### Provided records
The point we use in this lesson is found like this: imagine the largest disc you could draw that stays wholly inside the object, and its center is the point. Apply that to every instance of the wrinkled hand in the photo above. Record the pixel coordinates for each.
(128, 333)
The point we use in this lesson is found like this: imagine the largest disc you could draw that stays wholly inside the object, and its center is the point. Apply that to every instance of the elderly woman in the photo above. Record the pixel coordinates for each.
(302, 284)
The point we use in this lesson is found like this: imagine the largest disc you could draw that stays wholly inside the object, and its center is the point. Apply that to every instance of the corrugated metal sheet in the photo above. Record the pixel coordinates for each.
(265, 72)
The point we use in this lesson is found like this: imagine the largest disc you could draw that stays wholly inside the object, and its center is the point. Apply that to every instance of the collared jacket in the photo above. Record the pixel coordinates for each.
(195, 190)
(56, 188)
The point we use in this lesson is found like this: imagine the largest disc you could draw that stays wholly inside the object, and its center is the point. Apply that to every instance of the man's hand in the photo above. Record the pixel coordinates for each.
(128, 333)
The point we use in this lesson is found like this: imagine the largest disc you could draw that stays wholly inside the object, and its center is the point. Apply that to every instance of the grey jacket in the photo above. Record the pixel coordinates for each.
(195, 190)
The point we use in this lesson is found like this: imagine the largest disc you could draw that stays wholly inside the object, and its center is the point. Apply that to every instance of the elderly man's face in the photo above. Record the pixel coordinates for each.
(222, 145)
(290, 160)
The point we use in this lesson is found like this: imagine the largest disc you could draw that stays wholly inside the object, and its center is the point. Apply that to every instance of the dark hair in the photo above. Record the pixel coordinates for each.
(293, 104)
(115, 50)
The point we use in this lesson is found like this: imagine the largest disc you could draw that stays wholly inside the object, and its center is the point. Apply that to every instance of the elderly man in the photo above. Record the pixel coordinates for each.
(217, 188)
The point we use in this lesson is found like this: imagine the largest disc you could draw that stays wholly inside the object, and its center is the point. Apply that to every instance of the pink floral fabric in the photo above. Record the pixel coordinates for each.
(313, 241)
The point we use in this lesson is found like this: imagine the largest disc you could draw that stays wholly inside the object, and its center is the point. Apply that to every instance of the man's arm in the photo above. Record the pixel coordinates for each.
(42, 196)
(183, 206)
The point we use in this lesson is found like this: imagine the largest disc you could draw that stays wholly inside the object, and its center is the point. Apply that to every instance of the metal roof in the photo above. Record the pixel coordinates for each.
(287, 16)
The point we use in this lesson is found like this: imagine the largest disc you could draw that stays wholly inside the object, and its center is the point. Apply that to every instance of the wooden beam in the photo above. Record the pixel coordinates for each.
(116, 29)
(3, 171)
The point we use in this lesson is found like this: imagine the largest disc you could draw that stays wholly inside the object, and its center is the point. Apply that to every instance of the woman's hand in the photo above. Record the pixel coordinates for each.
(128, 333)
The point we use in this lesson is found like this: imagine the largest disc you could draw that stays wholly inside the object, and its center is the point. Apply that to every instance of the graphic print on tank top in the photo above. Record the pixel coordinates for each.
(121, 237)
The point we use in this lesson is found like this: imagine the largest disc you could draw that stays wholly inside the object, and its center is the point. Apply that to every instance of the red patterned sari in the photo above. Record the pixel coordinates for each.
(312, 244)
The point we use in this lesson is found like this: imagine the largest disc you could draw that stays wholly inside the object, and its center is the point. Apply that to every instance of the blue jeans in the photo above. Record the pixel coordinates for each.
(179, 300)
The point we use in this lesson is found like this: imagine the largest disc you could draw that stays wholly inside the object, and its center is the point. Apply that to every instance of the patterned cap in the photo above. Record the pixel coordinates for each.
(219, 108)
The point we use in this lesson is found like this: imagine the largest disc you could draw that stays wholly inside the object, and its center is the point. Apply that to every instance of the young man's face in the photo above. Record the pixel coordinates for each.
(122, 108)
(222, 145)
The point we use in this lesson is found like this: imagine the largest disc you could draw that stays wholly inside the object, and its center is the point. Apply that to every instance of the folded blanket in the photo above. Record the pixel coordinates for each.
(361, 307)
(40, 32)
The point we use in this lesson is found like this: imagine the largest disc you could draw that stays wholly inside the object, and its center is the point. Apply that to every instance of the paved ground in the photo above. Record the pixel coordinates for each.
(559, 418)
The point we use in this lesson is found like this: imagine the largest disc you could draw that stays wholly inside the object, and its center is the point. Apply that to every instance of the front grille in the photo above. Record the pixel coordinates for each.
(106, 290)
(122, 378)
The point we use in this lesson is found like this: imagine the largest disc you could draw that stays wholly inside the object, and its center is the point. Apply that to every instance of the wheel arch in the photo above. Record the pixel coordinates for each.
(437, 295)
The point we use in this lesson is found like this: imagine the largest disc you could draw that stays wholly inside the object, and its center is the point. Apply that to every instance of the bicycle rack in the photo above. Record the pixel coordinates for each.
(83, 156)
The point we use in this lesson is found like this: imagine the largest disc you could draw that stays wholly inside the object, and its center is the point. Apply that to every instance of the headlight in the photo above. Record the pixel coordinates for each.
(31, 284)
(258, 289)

### Your instructions
Quote every entry above word for word, changing nothing.

### Task result
The point we use in this lesson is found like this: imagine the largest disc you could draw that stays wholly inside the object, and its center is the point. Apply that to every instance of the wrinkled hand in the photo above. Record the pixel coordinates for each.
(128, 333)
The point we use in this lesson is found like this: imagine the largest disc you could draw that stays wholly inside the object, and its center is the point. Apply that to every instance of the elderly woman in the photo above. Record the pixel coordinates for each.
(302, 284)
The point we use in this lesson is found like this: imagine the largest disc you could draw that stays wholly inside the object, and its center is the point. Apply that to every instance of the corrugated metal sheet in the photo above. Record the pixel coordinates for each.
(265, 72)
The point we use in this lesson is found like this: imagine the largest disc you could draw that stays wholly inside the object, and its center is the point. Apply that to every instance of the collared jacket in the photo above. Record the pixel coordinates for each.
(195, 190)
(56, 188)
The point we use in this lesson is found like this: imagine the largest disc you could draw that stays wholly inside the object, and its center is the point. Apply that to every instance of the man's hand in the photo above. Record the pixel coordinates for each.
(128, 333)
The point we use in this lesson is found like this: imagine the largest disc you could draw that stays wholly inside the object, and its center is the point. Apply that to every instance of the grey jacket in the photo above. Record the pixel coordinates for each.
(195, 190)
The point we use in this lesson is found like this: imagine the largest disc you could draw that stays wholly inside the object, and its center is the point. Apply that to every instance of the elderly man's face in the photo above. Record the pixel coordinates for each.
(222, 145)
(290, 160)
The point we use in this lesson is found like this: imagine the largest disc you could draw that stays wholly inside the object, and its center is the point. Apply that to every instance of the dark hair in the photo above. Record the pixel coordinates for each.
(293, 104)
(115, 50)
The point we use in this lesson is found like this: imagine the largest disc you could draw that stays wholly inside the object, and its center is the point. Apply that to every instance of the elderly man in the photo above. Record the pixel coordinates for each.
(217, 188)
The point we use in this lesson is found like this: imagine the largest disc you could draw that stays wholly inside the object, and its center is the point. Apply that to every instance of the pink floral fabric in the photo above. Record the pixel coordinates for each.
(313, 241)
The point we use in this lesson is found like this: imagine the largest disc you could draw that stays wholly inside the object, and its center is the point. Apply that to every instance of the man's arm in the photo above. Record the pixel coordinates for each.
(42, 196)
(183, 206)
The point we use in this lesson is found like this: imagine the largest disc you could draw that stays wholly inside the object, and its center is the point. Apply that to every instance of the metal roof in the photo above. Record the pixel coordinates for each.
(287, 16)
The point we use in this lesson is found like this: imagine the largest disc you could draw that stays wholly inside the object, and its center is the point. Apply that to every instance of the wooden beam in the photo above. Record the pixel coordinates for each.
(116, 29)
(3, 171)
The point we use in this lesson is found like this: imagine the largest disc you could draw that stays wholly inside the object, and its center is the point. Apply that to every instance of the woman's hand in the photo above. Record the pixel coordinates for each.
(128, 333)
The point we use in this lesson is found like this: imagine the largest disc you could draw that stays wholly inside the object, and its center is the point. Apply that to every instance of the graphic print on tank top in the photo above. Record the pixel coordinates for each.
(121, 237)
The point we use in this lesson is found like this: imagine the largest disc you could draw that stays wholly inside the object, and its center is the point. Apply that to every instance of the red patterned sari in the photo above. Record the pixel coordinates for each.
(312, 244)
The point we use in this lesson is found like this: imagine the largest disc you could draw that stays wholly inside the object, and its center is the point. Apply that to every instance of the blue jeans in the photo above. Record the pixel coordinates for each.
(179, 300)
The point we use in this lesson is found like this: imagine the largest disc you could draw that stays wholly inside the object, and its center is the point. Apply that to every instance of the patterned cap in the photo above. Record the pixel coordinates for each.
(219, 108)
The point we use in this lesson is found like this: imagine the largest disc you could draw that stays wholly inside the object, and its center is the point. Apply that to every instance of the young man's face in the photo above. Record the pixel coordinates for each.
(122, 108)
(222, 145)
The point we use in this lesson is found like this: imagine the largest disc you could draw that stays wholly inside the object, and its center is the point. Apply that to every instance of the folded blanket in the photo above. Record the pixel coordinates for each.
(361, 307)
(40, 32)
The point we use in this lesson is found like this: imagine the largest disc you could draw that stays wholly inside the object, and its center is the point. Apply that to every instance of the paved ground in the photo above. Record the pixel coordinates for each.
(559, 418)
The point we use in this lesson is found like this: imagine the largest disc you could draw that stays wholly inside the object, and its center is the point. Apply that to every instance of the front grille in the photo above. Record the pixel coordinates for each.
(106, 290)
(122, 378)
The point we use in this lesson is found like this: imagine the largest disc you could draw that stays wholly inside the object, and its center is the point. Apply that to every instance of the wheel arch in the photo above. Record the pixel coordinates for each.
(437, 295)
The point we use in this lesson is found like this: imagine the largest disc you could draw that stays wholly inside the object, and its center is the point. Apply that to every instance of the bicycle rack in the photo above. Record the pixel coordinates for each.
(83, 156)
The point we use in this lesson is found like this: imagine the largest disc you could draw that stays wholly inside the object, and its center is the point. Apply that to every instance of the headlight in the photo above. Record the pixel coordinates for each.
(31, 284)
(258, 289)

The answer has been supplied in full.